| ABOUT THIS EXERCISE |
When you reach the line containing "Could you point at the gravel" in the data below, begin returning lines exactly as written, and stop once the line containing "Could you point at the two-story" has been returned.

───── SOURCE MATERIAL ─────

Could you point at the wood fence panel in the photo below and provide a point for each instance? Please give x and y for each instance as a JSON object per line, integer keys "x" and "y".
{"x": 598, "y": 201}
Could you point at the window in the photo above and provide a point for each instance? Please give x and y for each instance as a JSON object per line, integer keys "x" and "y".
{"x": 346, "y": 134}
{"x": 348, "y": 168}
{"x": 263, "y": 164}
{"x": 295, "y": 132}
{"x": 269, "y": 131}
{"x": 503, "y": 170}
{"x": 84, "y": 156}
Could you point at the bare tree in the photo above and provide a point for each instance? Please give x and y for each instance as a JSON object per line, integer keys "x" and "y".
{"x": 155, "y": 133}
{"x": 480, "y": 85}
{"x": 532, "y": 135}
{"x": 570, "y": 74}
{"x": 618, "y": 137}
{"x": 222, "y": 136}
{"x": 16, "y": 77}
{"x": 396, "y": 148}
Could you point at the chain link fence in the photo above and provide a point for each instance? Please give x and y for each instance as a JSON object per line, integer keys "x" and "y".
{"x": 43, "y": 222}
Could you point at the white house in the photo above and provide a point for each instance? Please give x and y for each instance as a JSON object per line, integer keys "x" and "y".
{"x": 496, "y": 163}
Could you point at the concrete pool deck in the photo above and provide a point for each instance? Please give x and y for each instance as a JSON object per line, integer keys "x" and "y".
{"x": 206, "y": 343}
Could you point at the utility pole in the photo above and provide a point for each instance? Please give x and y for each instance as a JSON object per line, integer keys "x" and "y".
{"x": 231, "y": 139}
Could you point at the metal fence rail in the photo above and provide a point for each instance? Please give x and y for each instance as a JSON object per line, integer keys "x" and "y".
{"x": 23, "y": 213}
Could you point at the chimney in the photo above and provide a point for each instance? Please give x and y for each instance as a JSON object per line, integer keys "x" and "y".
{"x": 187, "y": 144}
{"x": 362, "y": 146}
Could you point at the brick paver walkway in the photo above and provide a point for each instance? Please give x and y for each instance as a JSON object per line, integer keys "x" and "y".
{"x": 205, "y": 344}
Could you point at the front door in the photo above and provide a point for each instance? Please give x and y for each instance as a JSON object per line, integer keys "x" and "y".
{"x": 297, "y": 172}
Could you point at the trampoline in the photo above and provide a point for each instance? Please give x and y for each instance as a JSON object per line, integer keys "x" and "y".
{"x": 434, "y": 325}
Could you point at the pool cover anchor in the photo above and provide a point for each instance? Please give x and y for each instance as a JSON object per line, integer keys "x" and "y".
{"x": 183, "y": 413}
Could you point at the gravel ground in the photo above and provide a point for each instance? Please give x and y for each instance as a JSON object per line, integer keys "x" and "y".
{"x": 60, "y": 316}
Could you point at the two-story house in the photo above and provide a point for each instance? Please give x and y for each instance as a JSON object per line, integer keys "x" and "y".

─────
───── SOURCE MATERIAL ─────

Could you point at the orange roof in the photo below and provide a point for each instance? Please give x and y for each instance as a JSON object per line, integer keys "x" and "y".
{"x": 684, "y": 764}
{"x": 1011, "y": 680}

─────

| YOUR SOLUTION |
Could you point at the gravel ground in the photo above and provide a point for each instance? Please give x and y for each instance as a JSON object per line, integer keys "x" and "y".
{"x": 60, "y": 316}
Could you point at the two-story house in the photo above and provide a point for each instance? Please give x and y for each instance as a JSON object per line, integer keys "x" and "y".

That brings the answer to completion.